Recast each line of the listing below as a numbered list, leaving out blank lines and the pictures.

···

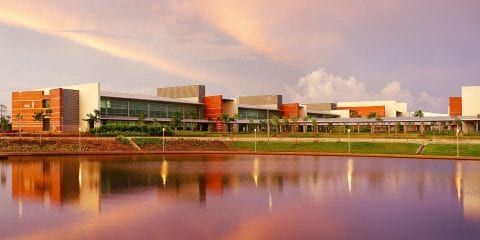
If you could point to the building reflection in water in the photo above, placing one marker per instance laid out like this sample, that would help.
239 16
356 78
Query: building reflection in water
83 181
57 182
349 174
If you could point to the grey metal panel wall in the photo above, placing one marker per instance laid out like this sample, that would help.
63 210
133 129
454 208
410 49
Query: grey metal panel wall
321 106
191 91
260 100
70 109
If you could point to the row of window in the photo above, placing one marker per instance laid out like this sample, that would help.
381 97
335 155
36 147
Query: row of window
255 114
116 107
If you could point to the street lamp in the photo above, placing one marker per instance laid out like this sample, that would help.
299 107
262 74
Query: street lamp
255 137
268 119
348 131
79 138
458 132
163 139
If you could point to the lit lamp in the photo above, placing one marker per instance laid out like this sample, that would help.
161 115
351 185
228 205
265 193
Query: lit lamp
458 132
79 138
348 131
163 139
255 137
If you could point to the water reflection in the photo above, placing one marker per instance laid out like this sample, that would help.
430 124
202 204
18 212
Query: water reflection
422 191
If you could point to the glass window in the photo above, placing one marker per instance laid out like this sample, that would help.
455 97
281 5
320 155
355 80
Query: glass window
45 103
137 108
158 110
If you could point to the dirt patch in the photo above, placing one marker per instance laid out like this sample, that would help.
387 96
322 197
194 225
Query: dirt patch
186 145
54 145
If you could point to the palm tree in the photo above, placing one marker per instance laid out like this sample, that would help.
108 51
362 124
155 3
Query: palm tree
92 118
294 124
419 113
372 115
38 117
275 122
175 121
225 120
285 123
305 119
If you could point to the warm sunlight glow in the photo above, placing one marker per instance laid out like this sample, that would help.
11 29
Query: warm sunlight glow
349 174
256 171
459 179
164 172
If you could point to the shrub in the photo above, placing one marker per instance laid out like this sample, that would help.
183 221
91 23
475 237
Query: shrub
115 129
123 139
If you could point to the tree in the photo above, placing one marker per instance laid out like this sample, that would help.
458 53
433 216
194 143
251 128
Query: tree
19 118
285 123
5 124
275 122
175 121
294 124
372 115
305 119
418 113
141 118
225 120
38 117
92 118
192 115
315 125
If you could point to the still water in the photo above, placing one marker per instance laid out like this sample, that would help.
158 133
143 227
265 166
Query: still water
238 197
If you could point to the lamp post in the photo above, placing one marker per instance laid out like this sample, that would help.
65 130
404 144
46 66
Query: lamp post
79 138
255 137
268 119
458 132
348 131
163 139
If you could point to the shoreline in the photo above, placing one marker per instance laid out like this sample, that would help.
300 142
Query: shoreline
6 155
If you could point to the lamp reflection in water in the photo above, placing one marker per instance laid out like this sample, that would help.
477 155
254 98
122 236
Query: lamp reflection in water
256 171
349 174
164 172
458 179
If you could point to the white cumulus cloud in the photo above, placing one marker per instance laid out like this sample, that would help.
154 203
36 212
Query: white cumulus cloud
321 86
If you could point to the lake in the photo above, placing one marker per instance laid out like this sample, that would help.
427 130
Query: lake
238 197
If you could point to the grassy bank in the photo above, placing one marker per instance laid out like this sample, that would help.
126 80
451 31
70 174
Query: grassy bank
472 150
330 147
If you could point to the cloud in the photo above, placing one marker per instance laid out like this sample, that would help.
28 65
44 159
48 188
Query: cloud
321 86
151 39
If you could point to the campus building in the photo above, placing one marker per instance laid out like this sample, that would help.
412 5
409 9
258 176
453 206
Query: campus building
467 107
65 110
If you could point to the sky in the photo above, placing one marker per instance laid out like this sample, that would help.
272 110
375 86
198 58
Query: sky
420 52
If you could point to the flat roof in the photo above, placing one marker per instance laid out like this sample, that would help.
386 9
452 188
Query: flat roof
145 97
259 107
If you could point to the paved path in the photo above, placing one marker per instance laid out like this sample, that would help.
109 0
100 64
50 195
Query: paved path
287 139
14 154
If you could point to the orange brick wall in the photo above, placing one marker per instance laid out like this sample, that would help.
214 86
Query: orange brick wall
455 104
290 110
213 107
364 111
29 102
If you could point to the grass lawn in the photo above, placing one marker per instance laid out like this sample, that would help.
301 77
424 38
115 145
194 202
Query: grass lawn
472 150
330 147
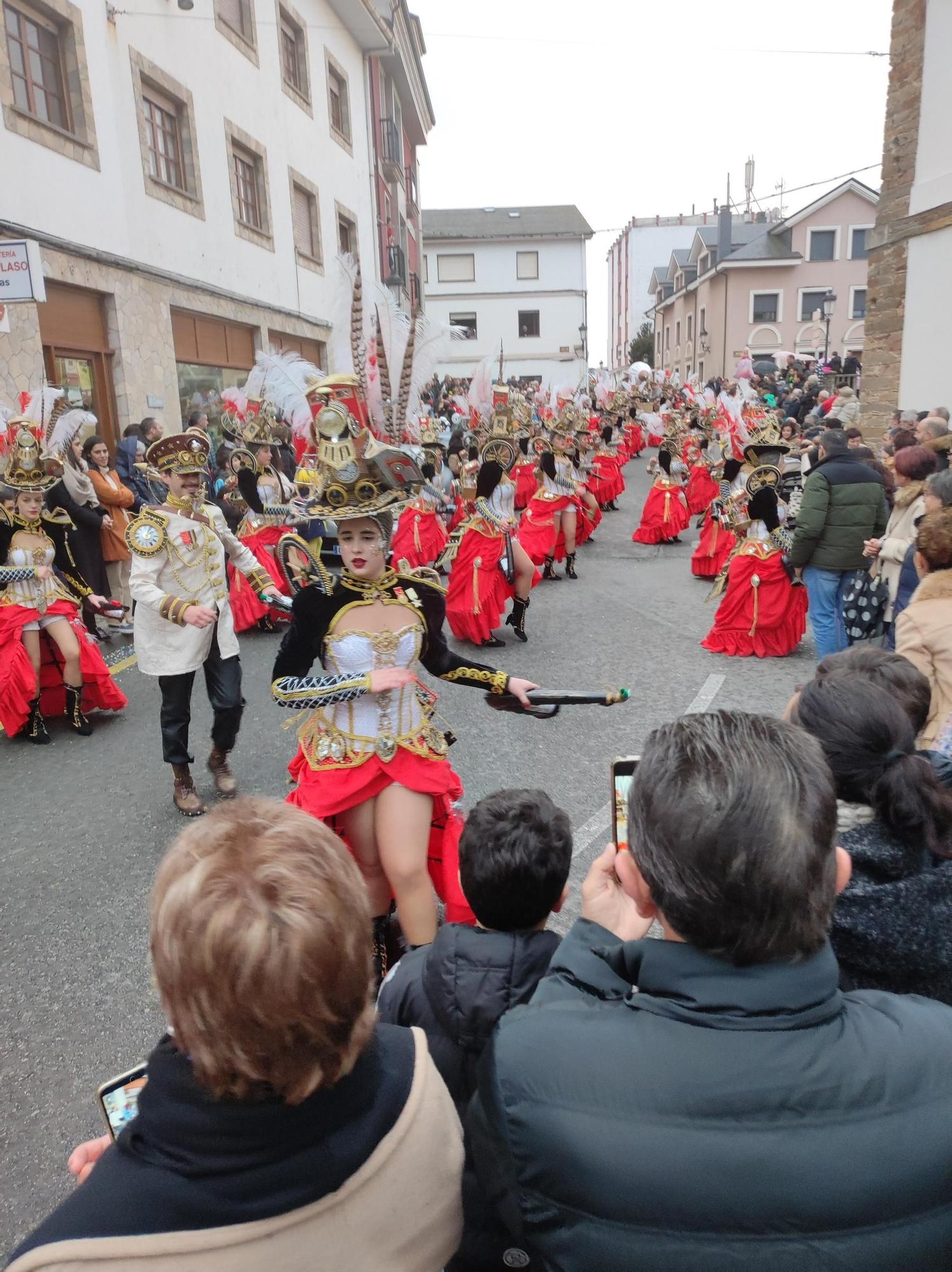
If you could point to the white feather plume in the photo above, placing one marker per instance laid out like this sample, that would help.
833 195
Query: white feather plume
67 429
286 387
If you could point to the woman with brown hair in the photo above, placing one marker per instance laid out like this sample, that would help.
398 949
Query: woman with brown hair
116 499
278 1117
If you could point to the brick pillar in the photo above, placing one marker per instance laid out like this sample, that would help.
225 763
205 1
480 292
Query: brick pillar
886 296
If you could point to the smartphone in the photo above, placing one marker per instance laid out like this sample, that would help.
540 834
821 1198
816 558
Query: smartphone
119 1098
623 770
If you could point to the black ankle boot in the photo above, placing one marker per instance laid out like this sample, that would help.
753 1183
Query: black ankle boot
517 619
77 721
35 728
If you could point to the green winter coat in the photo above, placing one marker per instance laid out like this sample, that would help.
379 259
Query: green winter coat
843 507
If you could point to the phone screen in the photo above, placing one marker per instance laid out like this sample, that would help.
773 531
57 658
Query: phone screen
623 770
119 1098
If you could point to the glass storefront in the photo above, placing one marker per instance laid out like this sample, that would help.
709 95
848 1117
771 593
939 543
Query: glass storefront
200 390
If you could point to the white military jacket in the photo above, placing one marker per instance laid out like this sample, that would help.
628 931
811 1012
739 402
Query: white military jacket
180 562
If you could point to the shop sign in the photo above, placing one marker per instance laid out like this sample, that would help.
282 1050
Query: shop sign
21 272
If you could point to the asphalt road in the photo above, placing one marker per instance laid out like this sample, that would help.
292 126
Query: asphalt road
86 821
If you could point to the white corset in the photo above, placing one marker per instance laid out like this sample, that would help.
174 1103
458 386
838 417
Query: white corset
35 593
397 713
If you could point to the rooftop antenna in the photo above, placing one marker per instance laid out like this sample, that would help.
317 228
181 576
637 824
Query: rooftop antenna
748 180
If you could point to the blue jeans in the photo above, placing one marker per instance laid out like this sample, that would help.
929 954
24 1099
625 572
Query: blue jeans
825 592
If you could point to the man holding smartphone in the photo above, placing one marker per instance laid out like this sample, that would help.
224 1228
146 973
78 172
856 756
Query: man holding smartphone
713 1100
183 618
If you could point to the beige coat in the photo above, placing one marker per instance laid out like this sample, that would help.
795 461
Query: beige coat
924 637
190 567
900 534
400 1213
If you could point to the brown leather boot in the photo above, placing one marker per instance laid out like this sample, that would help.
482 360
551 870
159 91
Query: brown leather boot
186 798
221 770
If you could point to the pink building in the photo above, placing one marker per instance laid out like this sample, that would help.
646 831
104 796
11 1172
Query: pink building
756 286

···

- **RESPONSE TO THE EXERCISE**
1. If you could point to the building reflection in water in the photo above, placing one marker per instance laid out like this sample, that would help.
2. 239 16
3. 356 78
4. Query: building reflection in water
5. 83 181
6. 57 182
7. 349 174
8. If you could point to the grey metal panel wall in the photo above, placing one marker per instance laid out like this sample, that would help.
9. 63 210
10. 133 129
11. 454 208
12. 410 49
13. Query: grey metal panel wall
14. 321 106
15. 191 91
16. 260 100
17. 70 109
18. If you could point to the row of window in the photo above, placing one marker per instance laid out like this sample, that would help.
19. 381 97
20. 335 155
21. 36 147
22. Query: row of window
23. 255 114
24. 116 107
25. If you could point to the street lamp in the photo above, placing one marker per instance laid out like this sample, that would help.
26. 299 107
27. 262 74
28. Query: street lamp
29. 255 137
30. 268 119
31. 348 131
32. 79 138
33. 458 132
34. 163 139
35. If you could point to the lit lamp in the photo above, placing one marker per instance laid out like this sample, that would help.
36. 161 115
37. 351 185
38. 228 205
39. 265 193
40. Query: lit lamp
41. 458 132
42. 79 138
43. 348 131
44. 163 139
45. 255 137
46. If you could point to the water reflection in the photo above, placing one marker per instance laid out like this sample, that would help.
47. 430 124
48. 202 204
49. 18 212
50. Query: water reflection
51. 422 191
52. If you could point to the glass window in the photo above, placing one marker per instance laid out like this sample, that would help.
53. 455 97
54. 281 5
55. 320 155
56. 355 80
57. Query: glass window
58. 45 103
59. 137 108
60. 158 110
61. If you could point to the dirt patch in the photo above, placing one marker per instance laid out like this sample, that would help.
62. 387 96
63. 322 197
64. 194 225
65. Query: dirt patch
66. 186 145
67. 54 145
68. If you could point to the palm tree in the photo above, placing one marker per instance laid out like this sample, that would help.
69. 108 51
70. 362 124
71. 155 3
72. Query: palm tree
73. 92 118
74. 294 124
75. 419 113
76. 372 115
77. 38 117
78. 275 122
79. 175 121
80. 225 120
81. 285 123
82. 305 119
83. If you could point to the warm sunlight glow in the photo above, placing one marker per instance laid out like this sample, that would help.
84. 11 29
85. Query: warm sunlight glow
86. 349 174
87. 256 171
88. 459 179
89. 164 172
90. If you could point to the shrub in the photo above, placing one marker per instance laid out like this sample, that would help.
91. 183 221
92. 91 23
93. 475 237
94. Query: shrub
95. 115 129
96. 123 139
97. If you could point to the tree in the photo above, placing one marker per instance laid out like this sample, that would help.
98. 458 53
99. 433 216
100. 194 143
101. 251 128
102. Query: tree
103. 19 118
104. 285 123
105. 5 124
106. 275 122
107. 175 121
108. 294 124
109. 372 115
110. 305 119
111. 418 113
112. 141 118
113. 225 120
114. 38 117
115. 92 118
116. 192 115
117. 315 125
118. If you could point to the still water in the photo above, placing one marker per instance laid out like this sample, that would help.
119. 158 133
120. 143 227
121. 265 166
122. Query: still water
123. 238 197
124. If you could point to the lamp post in the photo above, placing one marker per instance laid out like this sample, that would help.
125. 65 130
126. 404 144
127. 46 66
128. Query: lamp post
129. 79 138
130. 255 137
131. 268 119
132. 458 132
133. 348 131
134. 163 139
135. If you could point to the shoreline in the photo above, placing one marker per instance laid out like this sample, that would help.
136. 300 142
137. Query: shoreline
138. 6 155
139. If you could point to the lamp reflection in water in the photo above, placing one marker per instance laid out like this sample, that would help.
140. 477 155
141. 254 98
142. 122 236
143. Query: lamp reflection in water
144. 256 171
145. 349 174
146. 164 172
147. 458 179
148. If you could point to the white cumulus cloud in the photo above, placing one marker per instance laid out like this sample, that would help.
149. 154 203
150. 36 212
151. Query: white cumulus cloud
152. 321 86
153. If you could point to the lake in the photo above, placing one marker per instance laid out like this sample, that would help.
154. 427 130
155. Query: lake
156. 238 197
157. If you could point to the grassy bank in the photo above, placing one marker per instance laid out like this sample, that would help.
158. 126 80
159. 451 31
160. 70 174
161. Query: grassy bank
162. 472 150
163. 330 147
164. If you could point to the cloud in the photo above, placing one marker per instance laid out like this sample, that would help.
165. 28 65
166. 44 159
167. 48 188
168. Query: cloud
169. 321 86
170. 151 39
171. If you could point to the campus building in the photo above, placing one marker per instance laid out like this sample, that would help.
172. 412 5
173. 409 9
174. 258 176
175. 453 206
176. Query: campus building
177. 467 107
178. 65 110
179. If you could point to the sky in the photo above, placing one marker per instance laid out like this sample, that would help.
180. 272 110
181. 375 86
182. 198 58
183. Query: sky
184. 420 52
185. If you could point to the flat roof in the photo above, placing one marker per instance laid out like this sample, that would help.
186. 386 9
187. 452 188
188. Query: flat roof
189. 145 97
190. 259 107
191. If you could point to the paved path in the photo above, placing one marker per instance laid out like this sample, that would help.
192. 109 0
193. 100 64
194. 50 195
195. Query: paved path
196. 287 139
197. 14 154
198. If you could point to the orange brick wall in the photo above, placing one marker per instance laid out like this sample, that would help.
199. 214 86
200. Query: orange brick wall
201. 455 104
202. 290 110
203. 213 107
204. 364 111
205. 29 102
206. If you could point to the grass lawn in the photo above, placing one marker per instance laid out like this sample, that would help.
207. 301 77
208. 424 38
209. 115 145
210. 194 202
211. Query: grass lawn
212. 472 150
213. 330 147
214. If you could point to the white feather plume in the photo above, placing one marker per instance laid out like this sample, that would help.
215. 833 195
216. Query: white feather plume
217. 67 429
218. 286 387
219. If you could point to the woman with brown hair in the photo above, placing one marker per instance laid out like this sample, that would help.
220. 398 949
221. Query: woman with brown hair
222. 116 499
223. 278 1117
224. If you could point to the brick pillar in the photo above, placing one marker per instance laid out like this sample, that would help.
225. 225 763
226. 205 1
227. 480 292
228. Query: brick pillar
229. 886 296
230. If you could point to the smartphone in the photo above, placing one marker per instance laid out like this sample, that would help.
231. 540 834
232. 821 1198
233. 816 558
234. Query: smartphone
235. 119 1098
236. 623 770
237. If you could point to the black ankle boot in the photo above, placing one marker per instance laid out like this sample, that would help.
238. 753 1183
239. Query: black ankle boot
240. 517 619
241. 77 721
242. 35 728
243. If you could point to the green winter coat in the photo above, placing one marker per instance laid out like this sample, that would help.
244. 379 259
245. Query: green winter coat
246. 843 507
247. If you could point to the phone screen in the photo above, placing one marker per instance laid out like this sample, that would help.
248. 773 531
249. 57 658
250. Query: phone screen
251. 623 770
252. 119 1098
253. If you could point to the glass storefront in the photo above, placing one marker per instance laid out like this sample, that would help.
254. 709 95
255. 848 1117
256. 771 593
257. 939 543
258. Query: glass storefront
259. 200 390
260. If you could point to the white military jacket in the photo above, placing one marker per instance laid out like this sample, that would help.
261. 628 931
262. 811 1012
263. 739 402
264. Query: white military jacket
265. 180 562
266. If you could point to the shop sign in the photo above, placing one marker per instance laid out like this sample, that would help.
267. 282 1050
268. Query: shop sign
269. 21 272
270. If you could point to the asphalt road in the photo above, placing one marker per instance laid out like this sample, that would help.
271. 292 126
272. Query: asphalt road
273. 86 821
274. If you could point to the white corset in the photo above, placing one marker per instance laid out like this sample, that would help.
275. 174 1103
276. 458 386
277. 838 417
278. Query: white corset
279. 35 593
280. 397 713
281. If you could point to the rooftop antenna in the photo above, placing one marker per instance laid out like this sample, that would help.
282. 317 228
283. 181 576
284. 637 824
285. Query: rooftop antenna
286. 748 180
287. If you could point to the blue jeans in the photo above, placing one marker per instance laid out like this sample, that would help.
288. 929 954
289. 24 1099
290. 625 572
291. Query: blue jeans
292. 825 592
293. If you could point to the man holding smartphone in the photo above, placing one marker per instance laid out like this sample, that would help.
294. 224 1228
295. 146 973
296. 78 172
297. 856 756
298. Query: man holding smartphone
299. 713 1100
300. 183 618
301. If you could point to the beige coat in the photo above, placing one marker per instance laid out like this sample, that would help.
302. 795 461
303. Query: beige coat
304. 924 637
305. 190 567
306. 900 534
307. 400 1213
308. If you could point to the brown leather boot in the photo above, placing one marker per instance laid out like this sample, that would help.
309. 482 360
310. 551 870
311. 159 91
312. Query: brown leather boot
313. 186 798
314. 221 770
315. If you could point to the pink building in the photo above, placing one marker per instance laid out like this sample, that would help.
316. 646 831
317. 104 796
318. 11 1172
319. Query: pink building
320. 756 286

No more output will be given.